Instructions for the task:
Every line from the line containing "The component shall place one marker per instance of the coin's" through the final line of the data is to be printed exactly; no other line is to appear.

Entries supplied:
Segment Open
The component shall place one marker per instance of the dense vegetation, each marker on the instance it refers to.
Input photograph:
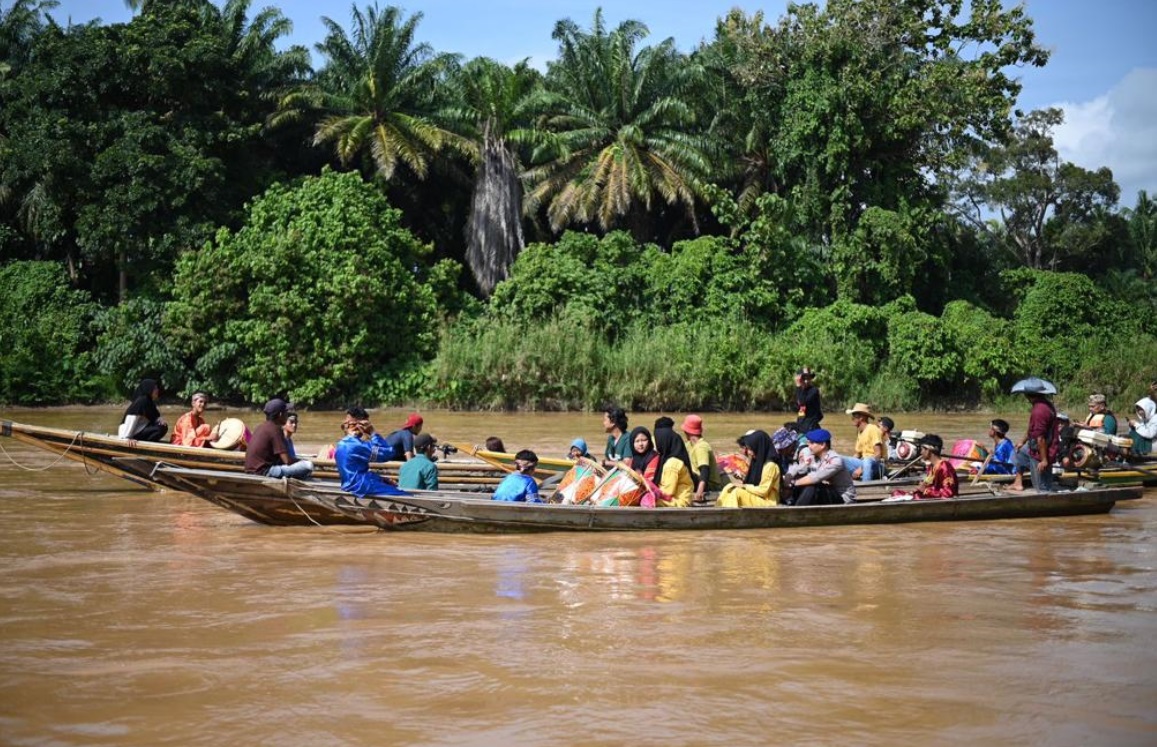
(849, 187)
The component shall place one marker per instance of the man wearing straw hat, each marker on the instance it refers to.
(868, 463)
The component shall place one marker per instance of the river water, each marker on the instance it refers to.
(132, 618)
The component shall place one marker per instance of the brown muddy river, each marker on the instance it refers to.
(132, 618)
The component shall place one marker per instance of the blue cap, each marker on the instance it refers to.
(818, 435)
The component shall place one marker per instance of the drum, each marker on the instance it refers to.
(579, 482)
(966, 450)
(619, 487)
(734, 465)
(230, 434)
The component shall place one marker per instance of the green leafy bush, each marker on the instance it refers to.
(44, 337)
(317, 293)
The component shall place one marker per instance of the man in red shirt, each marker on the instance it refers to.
(267, 452)
(1038, 450)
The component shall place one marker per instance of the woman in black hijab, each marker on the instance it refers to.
(144, 406)
(761, 485)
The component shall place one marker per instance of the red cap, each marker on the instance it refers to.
(692, 426)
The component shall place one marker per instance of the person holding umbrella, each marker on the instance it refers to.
(1038, 450)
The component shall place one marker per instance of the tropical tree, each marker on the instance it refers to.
(377, 93)
(493, 113)
(618, 132)
(1048, 208)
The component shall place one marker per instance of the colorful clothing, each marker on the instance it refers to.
(676, 488)
(354, 456)
(765, 493)
(1146, 430)
(1003, 456)
(191, 430)
(419, 473)
(517, 487)
(940, 482)
(704, 456)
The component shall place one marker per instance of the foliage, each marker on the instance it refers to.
(44, 337)
(1051, 209)
(617, 140)
(312, 296)
(131, 345)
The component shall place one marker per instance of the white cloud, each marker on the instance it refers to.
(1117, 130)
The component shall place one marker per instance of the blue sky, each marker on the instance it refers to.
(1103, 71)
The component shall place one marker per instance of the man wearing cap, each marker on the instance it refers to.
(403, 439)
(808, 407)
(824, 479)
(267, 452)
(705, 471)
(420, 473)
(354, 453)
(1100, 419)
(868, 463)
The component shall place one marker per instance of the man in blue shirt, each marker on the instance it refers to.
(355, 452)
(520, 486)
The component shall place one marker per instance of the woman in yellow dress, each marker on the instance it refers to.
(761, 485)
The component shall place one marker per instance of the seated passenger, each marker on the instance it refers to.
(579, 450)
(940, 481)
(520, 486)
(267, 453)
(675, 485)
(354, 453)
(1003, 449)
(760, 487)
(643, 457)
(402, 441)
(1143, 430)
(823, 479)
(191, 429)
(869, 453)
(142, 420)
(420, 473)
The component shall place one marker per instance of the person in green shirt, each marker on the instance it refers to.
(704, 470)
(618, 439)
(420, 473)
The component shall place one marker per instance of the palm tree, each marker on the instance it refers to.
(618, 131)
(493, 113)
(377, 93)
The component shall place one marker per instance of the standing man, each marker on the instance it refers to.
(618, 439)
(420, 473)
(1038, 449)
(403, 439)
(704, 468)
(809, 412)
(868, 463)
(267, 452)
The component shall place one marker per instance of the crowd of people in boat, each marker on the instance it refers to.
(794, 465)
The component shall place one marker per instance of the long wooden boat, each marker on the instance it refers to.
(271, 500)
(137, 460)
(469, 513)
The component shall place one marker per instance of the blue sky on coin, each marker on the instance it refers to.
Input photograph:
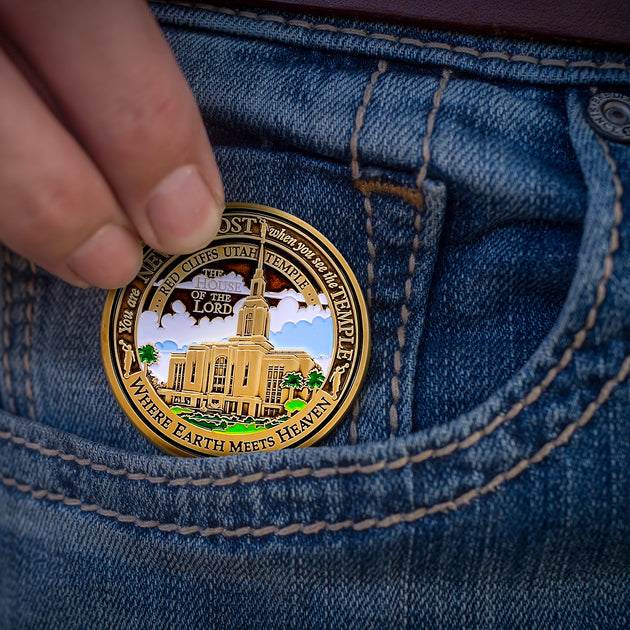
(294, 325)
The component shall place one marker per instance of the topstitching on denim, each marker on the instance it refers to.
(6, 339)
(30, 287)
(354, 168)
(321, 526)
(411, 196)
(465, 50)
(385, 465)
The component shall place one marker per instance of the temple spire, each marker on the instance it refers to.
(258, 282)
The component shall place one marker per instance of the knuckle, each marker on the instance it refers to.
(150, 124)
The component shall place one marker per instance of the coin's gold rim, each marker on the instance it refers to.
(329, 423)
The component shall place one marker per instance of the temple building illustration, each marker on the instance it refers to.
(244, 375)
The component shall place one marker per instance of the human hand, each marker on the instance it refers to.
(101, 141)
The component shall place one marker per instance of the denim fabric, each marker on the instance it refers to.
(483, 478)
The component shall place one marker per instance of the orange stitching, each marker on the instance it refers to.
(404, 311)
(6, 339)
(410, 195)
(27, 342)
(460, 50)
(354, 168)
(370, 523)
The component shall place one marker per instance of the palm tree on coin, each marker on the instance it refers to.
(315, 379)
(149, 355)
(293, 381)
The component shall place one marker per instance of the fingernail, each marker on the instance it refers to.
(109, 259)
(183, 213)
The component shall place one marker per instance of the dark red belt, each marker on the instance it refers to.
(589, 21)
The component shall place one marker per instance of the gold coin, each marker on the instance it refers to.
(258, 342)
Segment Closed
Result:
The component shall place one marker per instance of the coin's gold rim, each marker on the instance it refers to.
(329, 423)
The component shall place one marker per instance of the temple building illustration, each marker on the instance it refers to.
(244, 375)
The component shall place one marker per instance of the human hand, each marker on the instance it refers to.
(101, 141)
The component shall place one marker per instance of the denim fabric, each marker on the instance it refers to.
(483, 478)
The component shall place one marker per instance of the orange stitching, each marker on the instance it refers to.
(404, 311)
(6, 339)
(410, 195)
(27, 342)
(460, 50)
(354, 168)
(370, 523)
The component shall place one marker per instance of the palm tree on coin, each marker on the instance it refers to.
(315, 379)
(149, 355)
(293, 381)
The component shall place one marker per instance of the fingernail, each marker on the instance it refers to.
(109, 259)
(183, 213)
The component shall place one marker per instance of the dark red belt, each marker on the instance it refers to.
(589, 21)
The component shall place one marker per instance of the gold coin, each marker on the instance it refers to.
(258, 342)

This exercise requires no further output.